● Consignes:
(A) Filtrez le listing et recopiez chaque ligne qui contient le mot « white ».
(B) Donnez la suite du témoignage de Carolane, en reprenant juste après sa dernière phrase.

● Texte cité:
---*---

Récit

CAROLANE, 28 ans: « Je m’estime chanceuse de ne pas…

CAROLANE, 28 ans :

A dix ans, j’imaginais ma trentaine avec un job, une maison, un mari et des enfants. Pourquoi cette gamine de dix ans se projetait comme ça ?
Parce qu’en grandissant, on ne nous montre que ça. C’est un peu ce qu’on est censé faire. Alors on se précipite dans ce modèle avant même de savoir qui on est.



CHAPITRE I

Dans tous les jobs que j’ai eus, on me disait que j’étais folle.
Peut-être parce que je suis spontanée, que je vais agir de manière inhabituelle. C’est vrai que je peux me mettre à prendre l’accent québécois pour répondre à une question ! Ça provoque un peu de stupeur. Les gens ont tellement l’habitude que rien ne dépasse des lignes. Au boulot, tu dois te dissimuler un peu.

---*---

● Listing enregistré:

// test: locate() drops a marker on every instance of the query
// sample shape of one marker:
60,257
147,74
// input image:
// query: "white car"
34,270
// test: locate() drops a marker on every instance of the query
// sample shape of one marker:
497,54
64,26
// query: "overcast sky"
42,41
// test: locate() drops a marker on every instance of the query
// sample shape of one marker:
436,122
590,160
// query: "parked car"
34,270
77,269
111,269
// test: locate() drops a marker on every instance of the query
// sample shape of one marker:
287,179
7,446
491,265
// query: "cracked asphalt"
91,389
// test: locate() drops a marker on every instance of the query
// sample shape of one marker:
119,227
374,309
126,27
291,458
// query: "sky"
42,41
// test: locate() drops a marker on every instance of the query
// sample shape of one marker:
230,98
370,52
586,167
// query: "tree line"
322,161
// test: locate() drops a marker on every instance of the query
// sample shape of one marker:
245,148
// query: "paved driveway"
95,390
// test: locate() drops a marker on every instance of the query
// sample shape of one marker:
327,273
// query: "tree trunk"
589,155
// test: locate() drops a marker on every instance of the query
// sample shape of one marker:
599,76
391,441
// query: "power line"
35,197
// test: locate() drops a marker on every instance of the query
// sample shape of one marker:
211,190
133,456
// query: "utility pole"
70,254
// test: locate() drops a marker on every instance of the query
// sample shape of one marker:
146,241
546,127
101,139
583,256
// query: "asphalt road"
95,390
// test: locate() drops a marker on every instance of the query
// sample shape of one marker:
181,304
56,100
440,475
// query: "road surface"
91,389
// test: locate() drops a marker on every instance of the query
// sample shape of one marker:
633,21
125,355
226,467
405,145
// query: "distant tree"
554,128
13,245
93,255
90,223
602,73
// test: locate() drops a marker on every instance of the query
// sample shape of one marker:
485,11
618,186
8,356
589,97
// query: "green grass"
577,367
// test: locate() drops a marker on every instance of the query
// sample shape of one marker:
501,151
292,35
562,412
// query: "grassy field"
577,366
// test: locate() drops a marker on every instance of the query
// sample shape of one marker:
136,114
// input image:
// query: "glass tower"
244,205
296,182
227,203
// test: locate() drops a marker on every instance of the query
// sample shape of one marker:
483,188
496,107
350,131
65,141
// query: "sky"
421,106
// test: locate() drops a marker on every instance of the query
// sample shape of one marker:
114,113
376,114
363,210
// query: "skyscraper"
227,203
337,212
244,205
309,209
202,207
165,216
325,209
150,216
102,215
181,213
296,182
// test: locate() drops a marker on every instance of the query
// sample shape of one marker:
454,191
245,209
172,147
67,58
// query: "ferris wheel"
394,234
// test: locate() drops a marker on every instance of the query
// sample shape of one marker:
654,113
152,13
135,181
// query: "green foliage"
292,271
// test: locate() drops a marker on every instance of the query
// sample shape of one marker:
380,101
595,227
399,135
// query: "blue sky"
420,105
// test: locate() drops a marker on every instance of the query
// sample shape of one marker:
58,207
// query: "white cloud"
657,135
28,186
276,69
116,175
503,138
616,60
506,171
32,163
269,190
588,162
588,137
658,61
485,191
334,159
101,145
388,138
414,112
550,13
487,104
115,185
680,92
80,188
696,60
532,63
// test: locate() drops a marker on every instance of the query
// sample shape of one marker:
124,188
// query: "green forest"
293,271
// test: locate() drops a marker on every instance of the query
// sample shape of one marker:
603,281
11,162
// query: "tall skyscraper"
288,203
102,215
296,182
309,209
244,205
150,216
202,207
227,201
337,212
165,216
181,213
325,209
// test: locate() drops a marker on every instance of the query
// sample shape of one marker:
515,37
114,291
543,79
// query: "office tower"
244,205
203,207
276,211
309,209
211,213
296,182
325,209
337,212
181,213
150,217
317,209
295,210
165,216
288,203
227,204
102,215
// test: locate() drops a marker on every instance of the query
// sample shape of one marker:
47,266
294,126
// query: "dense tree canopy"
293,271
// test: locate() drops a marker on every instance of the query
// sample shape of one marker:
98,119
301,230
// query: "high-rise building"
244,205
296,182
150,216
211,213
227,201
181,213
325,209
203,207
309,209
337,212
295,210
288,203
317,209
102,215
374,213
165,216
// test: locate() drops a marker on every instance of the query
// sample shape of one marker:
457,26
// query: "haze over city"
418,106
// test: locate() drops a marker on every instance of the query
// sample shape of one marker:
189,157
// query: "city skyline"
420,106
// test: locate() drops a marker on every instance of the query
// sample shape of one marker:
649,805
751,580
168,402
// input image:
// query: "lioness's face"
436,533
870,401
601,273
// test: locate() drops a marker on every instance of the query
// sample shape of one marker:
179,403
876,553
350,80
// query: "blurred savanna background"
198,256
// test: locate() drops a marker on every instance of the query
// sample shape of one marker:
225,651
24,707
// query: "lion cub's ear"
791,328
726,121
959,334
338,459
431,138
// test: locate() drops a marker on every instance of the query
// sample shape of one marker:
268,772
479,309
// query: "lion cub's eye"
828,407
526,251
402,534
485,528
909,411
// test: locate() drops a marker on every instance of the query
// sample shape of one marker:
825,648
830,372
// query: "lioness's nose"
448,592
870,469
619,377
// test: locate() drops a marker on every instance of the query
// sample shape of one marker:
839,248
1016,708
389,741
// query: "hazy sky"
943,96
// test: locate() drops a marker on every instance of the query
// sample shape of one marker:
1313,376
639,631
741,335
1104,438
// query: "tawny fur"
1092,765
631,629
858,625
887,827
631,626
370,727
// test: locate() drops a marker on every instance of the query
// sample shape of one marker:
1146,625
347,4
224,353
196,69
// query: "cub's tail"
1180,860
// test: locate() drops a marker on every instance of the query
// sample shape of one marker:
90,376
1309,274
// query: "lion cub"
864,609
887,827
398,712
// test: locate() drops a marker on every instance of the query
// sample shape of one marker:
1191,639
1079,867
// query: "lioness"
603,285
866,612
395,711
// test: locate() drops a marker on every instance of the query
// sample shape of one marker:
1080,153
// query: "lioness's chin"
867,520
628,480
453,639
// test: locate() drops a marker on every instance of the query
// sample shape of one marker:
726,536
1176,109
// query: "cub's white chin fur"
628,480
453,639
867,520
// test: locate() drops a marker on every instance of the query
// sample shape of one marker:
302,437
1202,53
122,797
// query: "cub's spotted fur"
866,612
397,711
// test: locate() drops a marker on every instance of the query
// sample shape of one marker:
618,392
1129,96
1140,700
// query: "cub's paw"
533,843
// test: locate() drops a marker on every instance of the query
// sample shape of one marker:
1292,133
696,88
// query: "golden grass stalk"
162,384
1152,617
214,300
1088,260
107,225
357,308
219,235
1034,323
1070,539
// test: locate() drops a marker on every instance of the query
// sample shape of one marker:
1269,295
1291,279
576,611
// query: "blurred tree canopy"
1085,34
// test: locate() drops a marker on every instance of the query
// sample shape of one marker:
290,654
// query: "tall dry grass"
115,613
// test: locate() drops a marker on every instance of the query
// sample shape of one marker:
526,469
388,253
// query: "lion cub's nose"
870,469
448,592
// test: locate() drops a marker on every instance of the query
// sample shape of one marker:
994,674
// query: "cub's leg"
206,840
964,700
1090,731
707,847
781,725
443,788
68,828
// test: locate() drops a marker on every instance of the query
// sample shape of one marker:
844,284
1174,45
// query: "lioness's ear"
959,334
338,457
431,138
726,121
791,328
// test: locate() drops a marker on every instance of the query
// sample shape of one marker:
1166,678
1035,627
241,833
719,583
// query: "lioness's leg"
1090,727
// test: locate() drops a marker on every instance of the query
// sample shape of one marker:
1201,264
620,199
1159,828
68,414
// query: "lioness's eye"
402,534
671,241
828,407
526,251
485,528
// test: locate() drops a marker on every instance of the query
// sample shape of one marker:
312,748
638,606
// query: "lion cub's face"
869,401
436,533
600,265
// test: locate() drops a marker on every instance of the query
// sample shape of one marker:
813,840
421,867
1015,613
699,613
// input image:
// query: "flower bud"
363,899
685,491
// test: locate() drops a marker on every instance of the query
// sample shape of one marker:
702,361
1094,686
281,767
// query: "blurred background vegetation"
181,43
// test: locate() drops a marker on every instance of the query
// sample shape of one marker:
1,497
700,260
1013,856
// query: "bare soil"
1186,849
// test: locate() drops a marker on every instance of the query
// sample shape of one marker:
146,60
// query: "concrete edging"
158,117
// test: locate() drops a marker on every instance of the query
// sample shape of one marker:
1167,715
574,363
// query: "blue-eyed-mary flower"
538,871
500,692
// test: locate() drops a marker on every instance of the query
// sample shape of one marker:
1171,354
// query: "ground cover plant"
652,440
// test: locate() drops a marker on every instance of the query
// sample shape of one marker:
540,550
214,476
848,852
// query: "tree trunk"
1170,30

---*---

● Tâches résolues:
(A)
// query: "white car"
// query: "white cloud"
// query: "cub's white chin fur"

(B)
Je préfère me qualifier d’“originale” ou de “spontanée”. Le mot “folle” a une connotation péjorative. Ça reste un mot qui exclut du groupe des “normaux”, comme si il y avait un truc à soigner. Ça sous-entend que je ne suis pas comme eux.
En même temps, je comprends ce qu’ils veulent dire. Je n’ai jamais eu l’impression d’être comme les autres ou d’être à ma place.

J’ai longtemps éprouvé un sentiment de rejet.

Quand je repense à moi il y a dix ans, je vois le mal-être. L’adolescence n’a pas été facile.
J’étais en surpoids. On me traitait de grosse.
Je ressemblais à un garçon. On s’en moquait.
Ce n’est qu’en classe de première que j’ai réussi à me détacher les cheveux en public. Le premier jour où je suis arrivée au lycée les cheveux lâchés, je me sentais toute nue. Aujourd’hui, je me dis que c’est dingue, que ce n’étaient que des cheveux. Mais je me souviendrai toujours de cette sensation, du regard des autres sur moi.

Ce choix m’a libérée. Quand j’ai enfin réussi à assumer les cheveux détachés, j’ai senti que c’était une première étape vers le mieux. Pour que moi, j’aille mieux.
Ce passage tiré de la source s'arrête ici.